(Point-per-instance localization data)
+ + + + + + +

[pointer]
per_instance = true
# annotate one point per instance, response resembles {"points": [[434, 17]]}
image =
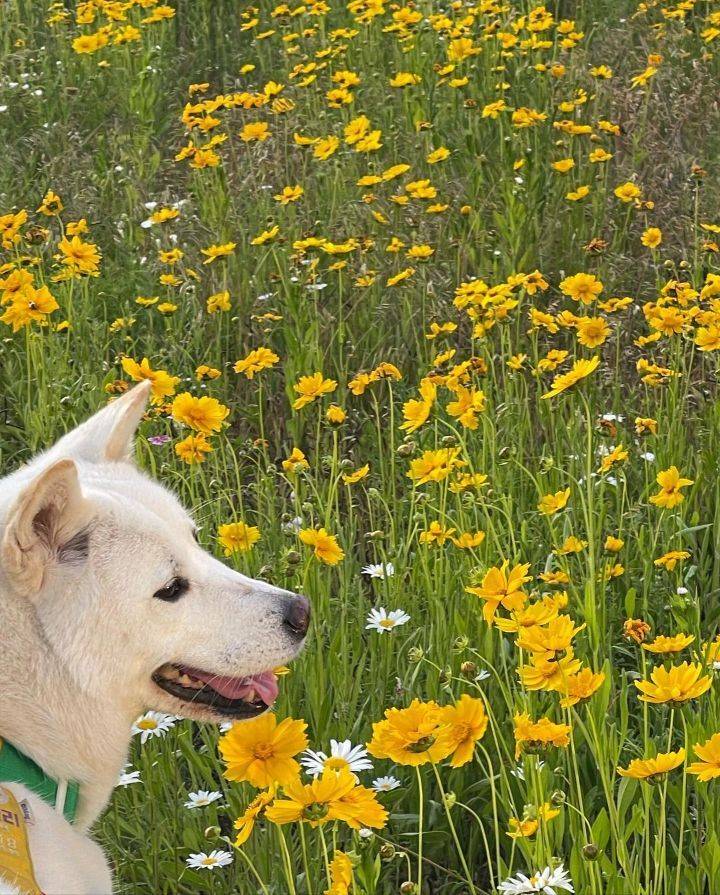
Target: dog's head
{"points": [[134, 608]]}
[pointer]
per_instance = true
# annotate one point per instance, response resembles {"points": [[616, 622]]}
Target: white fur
{"points": [[81, 637]]}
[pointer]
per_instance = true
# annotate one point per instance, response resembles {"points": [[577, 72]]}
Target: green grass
{"points": [[103, 134]]}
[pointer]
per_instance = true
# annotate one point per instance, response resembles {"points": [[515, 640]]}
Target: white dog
{"points": [[109, 607]]}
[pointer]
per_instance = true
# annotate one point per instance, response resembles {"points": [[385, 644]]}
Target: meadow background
{"points": [[536, 144]]}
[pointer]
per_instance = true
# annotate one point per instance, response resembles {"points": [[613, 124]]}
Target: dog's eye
{"points": [[173, 590]]}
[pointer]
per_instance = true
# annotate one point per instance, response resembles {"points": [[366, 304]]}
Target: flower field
{"points": [[429, 296]]}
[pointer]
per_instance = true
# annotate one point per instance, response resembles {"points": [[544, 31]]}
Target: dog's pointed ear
{"points": [[110, 433], [48, 523]]}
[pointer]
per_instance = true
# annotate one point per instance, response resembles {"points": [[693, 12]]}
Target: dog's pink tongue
{"points": [[263, 686]]}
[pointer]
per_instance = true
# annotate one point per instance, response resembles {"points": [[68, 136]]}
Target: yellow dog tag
{"points": [[15, 861]]}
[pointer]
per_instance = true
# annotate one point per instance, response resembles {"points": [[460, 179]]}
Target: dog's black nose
{"points": [[297, 615]]}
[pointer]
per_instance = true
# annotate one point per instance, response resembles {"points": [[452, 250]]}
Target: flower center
{"points": [[315, 811], [263, 751], [421, 745]]}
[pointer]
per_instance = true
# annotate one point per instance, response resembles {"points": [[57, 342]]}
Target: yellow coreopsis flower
{"points": [[501, 587], [670, 482], [583, 287], [193, 449], [237, 537], [162, 384], [674, 644], [434, 466], [580, 369], [468, 722], [553, 503], [413, 736], [653, 769], [325, 546], [537, 736], [709, 754], [311, 387], [258, 360], [580, 687], [262, 751], [674, 685], [353, 477], [335, 795], [204, 414]]}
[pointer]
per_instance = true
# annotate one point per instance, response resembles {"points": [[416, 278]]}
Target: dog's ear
{"points": [[48, 523], [110, 433]]}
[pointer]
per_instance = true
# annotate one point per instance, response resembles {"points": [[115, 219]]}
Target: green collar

+ + + + + + +

→ **Your assignment**:
Please write every line above out exactly as given, except for any pictures.

→ **Solution to this task**:
[pointer]
per_instance = true
# annotate one point per instance, response resembles {"points": [[434, 17]]}
image =
Target: dog's head
{"points": [[134, 608]]}
[pointer]
per_instance = true
# annotate one point per instance, response resembles {"points": [[616, 622]]}
Target: white fur
{"points": [[81, 637]]}
[pointer]
per_instance = true
# annotate one point per instance, response resembles {"points": [[577, 72]]}
Target: green grass
{"points": [[103, 134]]}
[pointer]
per_instance = true
# annotate one point per instance, response resembles {"points": [[515, 640]]}
Target: white dog
{"points": [[109, 607]]}
[pointer]
per_instance = true
# annotate one point per instance, response resembles {"points": [[385, 644]]}
Target: meadow background
{"points": [[536, 144]]}
[pointer]
per_instance = true
# annotate one point per instance, response resembles {"points": [[613, 124]]}
Target: dog's eye
{"points": [[173, 590]]}
[pointer]
per_instance = true
# annotate one point per instance, response resembles {"points": [[366, 304]]}
Target: flower field
{"points": [[429, 296]]}
[pointer]
per_instance = true
# annotate one point per instance, response resembles {"points": [[544, 31]]}
Target: dog's pointed ear
{"points": [[110, 433], [48, 523]]}
[pointer]
per_instance = true
# annotate one point per instance, response resembles {"points": [[693, 12]]}
Target: dog's pink tongue
{"points": [[263, 686]]}
[pointer]
per_instance = true
# annotate one point per instance, response resembles {"points": [[68, 136]]}
Target: yellow dog tag
{"points": [[15, 861]]}
[pointer]
per_instance = true
# annotate one point per instance, response resembles {"points": [[460, 179]]}
Target: dog's black nose
{"points": [[297, 615]]}
[pointer]
per_instance = true
# annotate one point per instance, response resembles {"points": [[452, 250]]}
Target: flower center
{"points": [[315, 811], [263, 751], [421, 745]]}
[pointer]
per_instance = true
# annotate one point per instance, response resembles {"points": [[57, 342]]}
Target: yellow coreopsis flower
{"points": [[501, 587], [670, 482], [583, 287], [193, 449], [237, 537], [162, 384], [674, 644], [434, 466], [580, 369], [468, 722], [553, 503], [413, 736], [653, 769], [325, 546], [537, 736], [709, 754], [311, 387], [258, 360], [580, 687], [262, 751], [674, 685], [353, 477], [335, 795], [204, 414]]}
[pointer]
per_instance = true
# annotate one point per instance, response resembles {"points": [[416, 278]]}
Target: dog's ear
{"points": [[48, 523], [110, 433]]}
[pointer]
per_instance = true
# annotate one point per instance, response resembles {"points": [[115, 219]]}
Target: green collar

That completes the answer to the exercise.